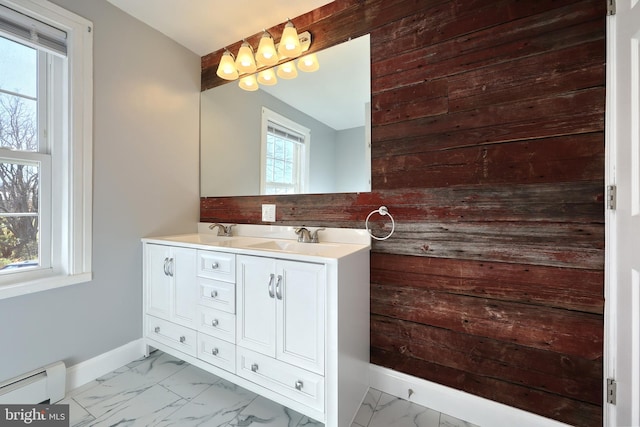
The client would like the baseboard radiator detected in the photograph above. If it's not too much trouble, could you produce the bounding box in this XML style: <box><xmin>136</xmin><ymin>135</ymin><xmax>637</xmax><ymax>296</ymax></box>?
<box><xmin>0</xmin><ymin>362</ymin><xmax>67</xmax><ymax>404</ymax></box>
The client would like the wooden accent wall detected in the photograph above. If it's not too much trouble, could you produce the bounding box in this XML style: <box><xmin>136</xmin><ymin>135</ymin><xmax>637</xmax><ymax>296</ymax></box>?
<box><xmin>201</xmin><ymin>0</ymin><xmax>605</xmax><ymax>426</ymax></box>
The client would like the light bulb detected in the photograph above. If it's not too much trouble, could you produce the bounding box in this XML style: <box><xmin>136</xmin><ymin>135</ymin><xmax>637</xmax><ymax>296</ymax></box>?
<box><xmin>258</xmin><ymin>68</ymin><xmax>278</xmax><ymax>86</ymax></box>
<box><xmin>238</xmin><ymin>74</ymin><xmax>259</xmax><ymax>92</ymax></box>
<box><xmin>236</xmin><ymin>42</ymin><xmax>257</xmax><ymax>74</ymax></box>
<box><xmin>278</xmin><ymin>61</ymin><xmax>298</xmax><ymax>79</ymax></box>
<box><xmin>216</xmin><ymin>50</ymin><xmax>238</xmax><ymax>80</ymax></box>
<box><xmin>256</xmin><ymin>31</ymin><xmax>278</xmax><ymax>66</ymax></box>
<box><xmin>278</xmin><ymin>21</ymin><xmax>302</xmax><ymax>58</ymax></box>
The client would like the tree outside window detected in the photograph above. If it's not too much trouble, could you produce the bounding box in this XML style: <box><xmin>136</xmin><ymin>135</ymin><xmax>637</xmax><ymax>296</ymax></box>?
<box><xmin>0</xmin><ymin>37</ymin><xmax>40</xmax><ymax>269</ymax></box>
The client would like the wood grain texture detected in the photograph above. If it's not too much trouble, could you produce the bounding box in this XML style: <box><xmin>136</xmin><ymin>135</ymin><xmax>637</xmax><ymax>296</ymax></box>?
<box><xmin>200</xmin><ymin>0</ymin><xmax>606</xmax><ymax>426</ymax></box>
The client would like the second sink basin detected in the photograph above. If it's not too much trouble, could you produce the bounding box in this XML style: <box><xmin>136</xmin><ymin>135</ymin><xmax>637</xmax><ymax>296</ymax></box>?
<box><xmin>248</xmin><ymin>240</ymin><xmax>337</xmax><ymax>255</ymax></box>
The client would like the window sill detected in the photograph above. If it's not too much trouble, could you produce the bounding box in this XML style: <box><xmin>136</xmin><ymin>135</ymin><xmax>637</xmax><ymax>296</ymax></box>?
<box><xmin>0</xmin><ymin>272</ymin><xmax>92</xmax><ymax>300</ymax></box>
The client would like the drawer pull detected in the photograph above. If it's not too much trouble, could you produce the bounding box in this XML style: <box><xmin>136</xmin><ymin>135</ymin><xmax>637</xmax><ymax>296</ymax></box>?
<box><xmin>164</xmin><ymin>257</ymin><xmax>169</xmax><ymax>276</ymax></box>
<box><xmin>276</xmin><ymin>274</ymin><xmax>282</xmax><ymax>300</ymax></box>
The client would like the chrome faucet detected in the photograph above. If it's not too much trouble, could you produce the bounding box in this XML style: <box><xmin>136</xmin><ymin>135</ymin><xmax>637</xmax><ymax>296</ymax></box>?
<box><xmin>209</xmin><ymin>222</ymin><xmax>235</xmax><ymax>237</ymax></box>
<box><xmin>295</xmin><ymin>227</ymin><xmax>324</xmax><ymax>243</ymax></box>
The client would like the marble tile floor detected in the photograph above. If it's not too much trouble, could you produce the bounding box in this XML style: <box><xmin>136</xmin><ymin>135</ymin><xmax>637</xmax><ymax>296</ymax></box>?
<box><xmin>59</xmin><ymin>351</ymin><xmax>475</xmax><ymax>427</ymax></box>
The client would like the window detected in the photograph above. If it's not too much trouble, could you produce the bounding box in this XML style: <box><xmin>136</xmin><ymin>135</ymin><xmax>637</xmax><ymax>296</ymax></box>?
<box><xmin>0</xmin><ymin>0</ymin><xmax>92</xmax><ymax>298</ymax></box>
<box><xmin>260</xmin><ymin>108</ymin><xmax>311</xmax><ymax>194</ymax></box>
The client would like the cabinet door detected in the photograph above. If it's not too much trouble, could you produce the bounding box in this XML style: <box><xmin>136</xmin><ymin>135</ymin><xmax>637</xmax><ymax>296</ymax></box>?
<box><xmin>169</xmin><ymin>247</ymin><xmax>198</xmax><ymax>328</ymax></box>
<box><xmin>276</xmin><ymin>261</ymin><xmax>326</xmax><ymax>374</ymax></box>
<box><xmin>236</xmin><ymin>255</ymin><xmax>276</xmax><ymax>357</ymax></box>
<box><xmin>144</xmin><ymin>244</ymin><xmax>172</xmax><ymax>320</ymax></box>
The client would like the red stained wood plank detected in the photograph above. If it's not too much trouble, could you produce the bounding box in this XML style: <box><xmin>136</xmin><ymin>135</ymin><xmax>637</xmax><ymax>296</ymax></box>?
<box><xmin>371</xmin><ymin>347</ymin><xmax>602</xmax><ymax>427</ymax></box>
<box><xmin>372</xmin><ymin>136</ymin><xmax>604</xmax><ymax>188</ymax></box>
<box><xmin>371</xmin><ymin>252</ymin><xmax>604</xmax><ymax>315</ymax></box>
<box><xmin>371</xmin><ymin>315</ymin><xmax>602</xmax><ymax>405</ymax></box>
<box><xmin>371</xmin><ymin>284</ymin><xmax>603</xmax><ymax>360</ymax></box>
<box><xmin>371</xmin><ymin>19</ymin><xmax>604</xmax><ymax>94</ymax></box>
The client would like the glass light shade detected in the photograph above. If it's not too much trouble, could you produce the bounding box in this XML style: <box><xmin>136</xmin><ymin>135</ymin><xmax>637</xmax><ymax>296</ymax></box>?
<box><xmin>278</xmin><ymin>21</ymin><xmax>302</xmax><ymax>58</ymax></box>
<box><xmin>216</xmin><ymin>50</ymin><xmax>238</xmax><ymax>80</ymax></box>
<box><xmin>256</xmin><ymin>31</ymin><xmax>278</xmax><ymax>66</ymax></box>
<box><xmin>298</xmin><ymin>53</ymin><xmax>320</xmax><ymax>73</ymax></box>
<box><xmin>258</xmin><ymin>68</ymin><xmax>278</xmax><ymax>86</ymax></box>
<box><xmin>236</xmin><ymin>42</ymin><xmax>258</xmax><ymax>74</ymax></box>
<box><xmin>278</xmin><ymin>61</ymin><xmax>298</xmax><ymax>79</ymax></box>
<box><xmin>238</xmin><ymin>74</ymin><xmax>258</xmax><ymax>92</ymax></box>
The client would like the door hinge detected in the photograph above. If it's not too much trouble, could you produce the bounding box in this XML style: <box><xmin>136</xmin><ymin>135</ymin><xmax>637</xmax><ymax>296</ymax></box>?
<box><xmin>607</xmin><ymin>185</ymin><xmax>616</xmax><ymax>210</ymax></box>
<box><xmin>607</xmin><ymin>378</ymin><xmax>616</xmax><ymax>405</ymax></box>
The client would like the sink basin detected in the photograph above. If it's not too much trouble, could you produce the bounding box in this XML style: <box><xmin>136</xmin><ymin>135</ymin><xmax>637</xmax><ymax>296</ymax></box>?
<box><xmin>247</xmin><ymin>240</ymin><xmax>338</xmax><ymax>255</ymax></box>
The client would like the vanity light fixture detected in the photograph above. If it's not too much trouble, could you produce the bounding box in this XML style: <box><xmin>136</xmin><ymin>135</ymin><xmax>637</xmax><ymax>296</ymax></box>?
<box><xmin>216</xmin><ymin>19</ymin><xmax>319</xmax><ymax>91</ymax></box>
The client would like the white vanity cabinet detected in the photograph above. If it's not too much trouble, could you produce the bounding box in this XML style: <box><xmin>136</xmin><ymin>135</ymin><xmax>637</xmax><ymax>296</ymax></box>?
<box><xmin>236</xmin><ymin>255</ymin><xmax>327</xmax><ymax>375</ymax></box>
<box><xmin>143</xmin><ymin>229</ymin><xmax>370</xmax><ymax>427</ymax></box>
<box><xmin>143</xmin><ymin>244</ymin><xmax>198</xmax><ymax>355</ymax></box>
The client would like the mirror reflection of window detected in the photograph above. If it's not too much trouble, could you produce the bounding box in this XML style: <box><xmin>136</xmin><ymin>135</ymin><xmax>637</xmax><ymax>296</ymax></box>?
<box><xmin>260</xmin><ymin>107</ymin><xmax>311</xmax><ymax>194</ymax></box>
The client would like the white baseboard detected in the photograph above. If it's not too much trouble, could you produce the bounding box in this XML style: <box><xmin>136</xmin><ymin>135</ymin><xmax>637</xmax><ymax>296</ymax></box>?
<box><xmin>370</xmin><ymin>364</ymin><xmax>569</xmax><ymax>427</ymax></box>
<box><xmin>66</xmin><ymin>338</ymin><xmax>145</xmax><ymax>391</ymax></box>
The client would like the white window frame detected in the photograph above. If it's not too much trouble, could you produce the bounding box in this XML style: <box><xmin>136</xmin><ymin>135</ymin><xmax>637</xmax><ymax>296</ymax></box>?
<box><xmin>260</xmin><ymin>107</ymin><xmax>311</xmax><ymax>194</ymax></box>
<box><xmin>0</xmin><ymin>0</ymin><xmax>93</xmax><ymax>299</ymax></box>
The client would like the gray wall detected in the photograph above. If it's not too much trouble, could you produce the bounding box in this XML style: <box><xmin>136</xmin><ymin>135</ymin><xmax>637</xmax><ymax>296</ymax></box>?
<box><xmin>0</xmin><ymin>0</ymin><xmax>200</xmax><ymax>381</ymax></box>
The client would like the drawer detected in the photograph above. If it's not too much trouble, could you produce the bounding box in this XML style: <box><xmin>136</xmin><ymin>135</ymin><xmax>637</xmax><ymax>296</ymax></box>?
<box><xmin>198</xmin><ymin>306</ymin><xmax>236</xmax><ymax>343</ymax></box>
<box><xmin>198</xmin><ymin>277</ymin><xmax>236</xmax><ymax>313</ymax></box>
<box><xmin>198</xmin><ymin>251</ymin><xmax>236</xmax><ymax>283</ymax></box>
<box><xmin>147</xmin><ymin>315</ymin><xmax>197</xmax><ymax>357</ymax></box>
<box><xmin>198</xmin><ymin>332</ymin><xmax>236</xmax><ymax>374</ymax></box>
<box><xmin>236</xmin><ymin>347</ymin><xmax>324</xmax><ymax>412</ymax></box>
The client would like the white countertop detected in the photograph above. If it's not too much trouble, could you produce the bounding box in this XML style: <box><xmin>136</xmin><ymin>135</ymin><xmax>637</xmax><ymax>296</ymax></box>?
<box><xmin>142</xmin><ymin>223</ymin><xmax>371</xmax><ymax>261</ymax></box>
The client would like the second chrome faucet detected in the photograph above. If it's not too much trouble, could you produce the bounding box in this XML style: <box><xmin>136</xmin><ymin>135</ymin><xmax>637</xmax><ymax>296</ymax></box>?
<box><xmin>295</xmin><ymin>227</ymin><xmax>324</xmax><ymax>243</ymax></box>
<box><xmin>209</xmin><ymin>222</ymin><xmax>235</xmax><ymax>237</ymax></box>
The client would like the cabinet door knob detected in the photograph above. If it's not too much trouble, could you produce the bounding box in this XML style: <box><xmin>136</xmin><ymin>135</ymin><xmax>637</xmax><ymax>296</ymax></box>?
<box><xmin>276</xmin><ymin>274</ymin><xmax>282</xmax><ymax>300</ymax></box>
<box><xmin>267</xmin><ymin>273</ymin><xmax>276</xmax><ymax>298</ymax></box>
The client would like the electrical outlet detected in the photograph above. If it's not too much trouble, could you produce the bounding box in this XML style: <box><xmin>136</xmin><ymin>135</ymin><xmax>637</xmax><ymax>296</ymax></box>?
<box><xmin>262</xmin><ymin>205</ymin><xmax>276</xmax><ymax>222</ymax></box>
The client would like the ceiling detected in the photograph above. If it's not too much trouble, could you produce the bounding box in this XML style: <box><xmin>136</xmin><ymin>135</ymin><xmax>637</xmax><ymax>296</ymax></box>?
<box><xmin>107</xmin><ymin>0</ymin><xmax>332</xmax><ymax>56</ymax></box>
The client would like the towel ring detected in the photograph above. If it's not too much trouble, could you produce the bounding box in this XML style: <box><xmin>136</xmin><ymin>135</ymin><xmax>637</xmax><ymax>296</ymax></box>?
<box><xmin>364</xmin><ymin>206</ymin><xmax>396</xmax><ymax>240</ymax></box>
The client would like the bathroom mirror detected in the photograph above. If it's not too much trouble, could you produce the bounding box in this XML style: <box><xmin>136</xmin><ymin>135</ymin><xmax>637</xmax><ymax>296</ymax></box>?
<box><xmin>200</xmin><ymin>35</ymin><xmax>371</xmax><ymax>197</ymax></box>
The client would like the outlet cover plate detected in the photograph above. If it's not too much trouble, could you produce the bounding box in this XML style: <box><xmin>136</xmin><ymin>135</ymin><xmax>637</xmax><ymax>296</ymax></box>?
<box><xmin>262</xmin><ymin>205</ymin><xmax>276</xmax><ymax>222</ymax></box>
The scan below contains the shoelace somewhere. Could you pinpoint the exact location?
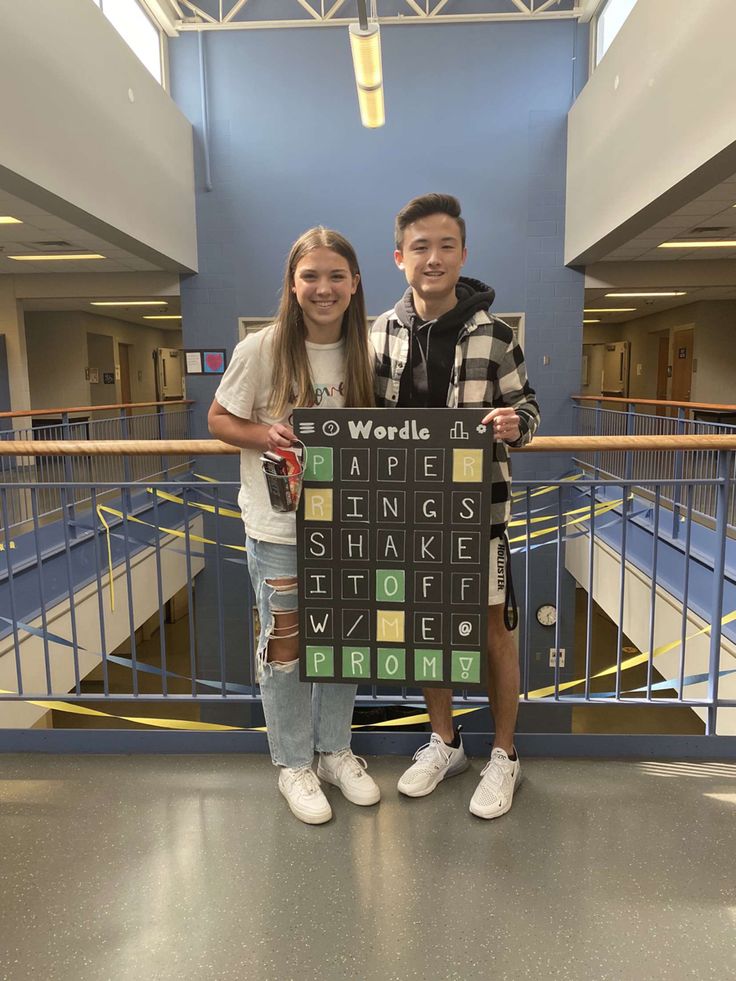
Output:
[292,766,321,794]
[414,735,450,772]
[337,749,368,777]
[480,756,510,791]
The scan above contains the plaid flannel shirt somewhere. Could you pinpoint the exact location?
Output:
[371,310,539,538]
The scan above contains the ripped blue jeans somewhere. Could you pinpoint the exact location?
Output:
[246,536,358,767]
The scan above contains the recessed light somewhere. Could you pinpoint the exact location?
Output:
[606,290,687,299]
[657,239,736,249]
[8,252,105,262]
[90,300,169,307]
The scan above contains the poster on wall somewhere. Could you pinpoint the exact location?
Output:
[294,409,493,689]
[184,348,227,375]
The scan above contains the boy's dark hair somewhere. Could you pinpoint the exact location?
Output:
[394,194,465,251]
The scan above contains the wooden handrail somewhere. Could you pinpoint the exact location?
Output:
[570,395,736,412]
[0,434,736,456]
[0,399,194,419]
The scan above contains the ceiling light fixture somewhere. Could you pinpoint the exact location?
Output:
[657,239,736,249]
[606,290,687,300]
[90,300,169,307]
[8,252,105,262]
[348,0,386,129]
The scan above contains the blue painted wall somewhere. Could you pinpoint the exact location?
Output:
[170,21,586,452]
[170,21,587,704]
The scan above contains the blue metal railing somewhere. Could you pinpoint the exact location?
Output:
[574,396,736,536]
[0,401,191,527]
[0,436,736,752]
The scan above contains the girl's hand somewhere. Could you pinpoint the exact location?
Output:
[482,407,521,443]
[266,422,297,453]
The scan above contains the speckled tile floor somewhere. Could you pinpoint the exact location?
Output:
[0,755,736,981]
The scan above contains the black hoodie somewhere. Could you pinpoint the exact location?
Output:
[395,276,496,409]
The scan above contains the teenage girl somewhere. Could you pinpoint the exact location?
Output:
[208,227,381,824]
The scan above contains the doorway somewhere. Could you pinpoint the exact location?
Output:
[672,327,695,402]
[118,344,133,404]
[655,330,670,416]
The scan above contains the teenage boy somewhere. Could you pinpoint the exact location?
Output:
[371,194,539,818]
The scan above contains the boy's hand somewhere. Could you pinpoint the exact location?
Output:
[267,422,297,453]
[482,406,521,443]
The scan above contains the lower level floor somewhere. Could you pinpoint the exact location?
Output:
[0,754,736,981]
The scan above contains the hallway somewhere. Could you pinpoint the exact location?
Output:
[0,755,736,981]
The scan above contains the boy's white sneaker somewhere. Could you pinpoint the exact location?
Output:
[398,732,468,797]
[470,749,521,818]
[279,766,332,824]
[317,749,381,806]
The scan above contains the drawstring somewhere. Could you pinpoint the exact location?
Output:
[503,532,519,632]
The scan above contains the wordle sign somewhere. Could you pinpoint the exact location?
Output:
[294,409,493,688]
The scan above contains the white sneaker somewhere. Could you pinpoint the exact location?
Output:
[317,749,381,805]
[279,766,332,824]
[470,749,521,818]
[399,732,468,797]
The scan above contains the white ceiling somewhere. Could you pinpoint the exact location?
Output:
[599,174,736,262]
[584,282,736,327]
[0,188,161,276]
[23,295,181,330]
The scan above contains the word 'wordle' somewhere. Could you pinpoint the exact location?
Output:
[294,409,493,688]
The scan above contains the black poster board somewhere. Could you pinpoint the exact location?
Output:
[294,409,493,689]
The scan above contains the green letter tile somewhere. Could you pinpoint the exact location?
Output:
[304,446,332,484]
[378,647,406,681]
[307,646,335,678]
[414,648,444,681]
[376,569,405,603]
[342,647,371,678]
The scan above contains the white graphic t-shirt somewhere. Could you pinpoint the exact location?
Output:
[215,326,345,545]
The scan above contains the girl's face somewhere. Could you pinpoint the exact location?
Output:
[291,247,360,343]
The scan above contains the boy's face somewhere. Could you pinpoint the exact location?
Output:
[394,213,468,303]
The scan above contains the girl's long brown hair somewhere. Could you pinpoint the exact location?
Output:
= = = = =
Write out the lines above from the one containing "The scan above contains the hallway" through the last, exactly as they are.

The scan above contains the hallway somewhere. Could you pinpoint the exact location?
Output:
[0,755,736,981]
The scan above contains the boy's white sneaker somewhere. Could you pinpoint the exact location?
Output:
[398,732,468,797]
[470,749,521,818]
[279,766,332,824]
[317,749,381,806]
The scan above contains the drawstring somewhere. Could you pinpoint the exact location?
Output:
[503,532,519,632]
The scan above contains the wordle sign somewhere. Could you pinpoint the exact location?
Output:
[294,409,493,688]
The scan above contains the white sneaker somewhere. Could you pinpoint the exact location?
Output:
[317,749,381,805]
[279,766,332,824]
[470,749,521,818]
[399,732,468,797]
The scan above contains the white ceiling somewhere. Could you pinpoint the exact location?
Output:
[599,174,736,262]
[584,282,736,327]
[0,188,161,276]
[23,295,181,330]
The scan above contains the word 'wordle' somewhere. Could you pinpoint the exact location?
Output:
[294,409,493,688]
The scan above contains the black poster board somewhere. Could you pinpoint the exact location?
Output:
[294,409,493,689]
The scan above contains the green letter tile somewhere. Could you pinpoint the exact location?
Output:
[304,446,332,484]
[378,647,406,681]
[307,646,335,678]
[414,648,444,681]
[376,569,405,603]
[342,647,371,678]
The scan above contains the white graphic t-shirt somewhere. Could you pinpoint the exact location?
Output:
[215,326,345,545]
The scan above contains the girl's face somewhere. Could you pinpoint the exact location?
Output:
[291,247,360,343]
The scan above contains the boy's face somewhere. Could you pinpoint the exact location?
Output:
[394,213,468,303]
The scan above contains the girl's long brown hair somewhere. Could you pinpoint the exact location?
Output:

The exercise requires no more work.